Dataset records:
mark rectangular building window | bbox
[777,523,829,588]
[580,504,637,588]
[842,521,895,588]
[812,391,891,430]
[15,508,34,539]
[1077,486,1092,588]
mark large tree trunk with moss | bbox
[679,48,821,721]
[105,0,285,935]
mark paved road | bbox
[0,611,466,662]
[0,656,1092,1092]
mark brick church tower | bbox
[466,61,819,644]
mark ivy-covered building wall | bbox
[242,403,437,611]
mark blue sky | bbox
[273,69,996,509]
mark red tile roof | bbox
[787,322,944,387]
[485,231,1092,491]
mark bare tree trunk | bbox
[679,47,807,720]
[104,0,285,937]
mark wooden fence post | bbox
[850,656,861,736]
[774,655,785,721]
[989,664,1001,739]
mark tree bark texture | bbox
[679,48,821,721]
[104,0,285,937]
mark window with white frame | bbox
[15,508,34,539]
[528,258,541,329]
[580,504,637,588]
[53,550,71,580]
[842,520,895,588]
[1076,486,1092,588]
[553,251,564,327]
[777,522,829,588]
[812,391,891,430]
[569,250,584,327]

WORK TO COMPLETE: Write out every one of the lines above verbatim, from first to last.

FINISHED TASK:
mark rectangular building window | bbox
[777,523,829,588]
[580,504,637,588]
[842,521,895,588]
[812,391,891,430]
[15,508,34,539]
[1077,486,1092,588]
mark large tree trunk with moss | bbox
[679,48,821,721]
[105,0,285,935]
mark paved road | bbox
[0,611,466,662]
[0,656,1092,1092]
mark brick church tower | bbox
[466,61,819,644]
mark ivy-covered building wall | bbox
[242,403,437,611]
mark blue sky | bbox
[273,69,996,509]
mark red tile roof | bbox
[787,322,944,387]
[485,231,1092,491]
mark bare tree trunk | bbox
[679,47,807,720]
[104,0,285,937]
mark wooden fence post | bbox
[850,656,861,736]
[774,655,785,721]
[989,664,1001,739]
mark tree bark texture | bbox
[679,48,821,721]
[104,0,285,937]
mark window with white frame | bbox
[15,508,34,539]
[528,258,541,329]
[580,504,637,588]
[53,550,71,580]
[842,520,895,588]
[1076,486,1092,588]
[553,251,564,327]
[777,522,829,588]
[812,391,891,430]
[569,250,584,327]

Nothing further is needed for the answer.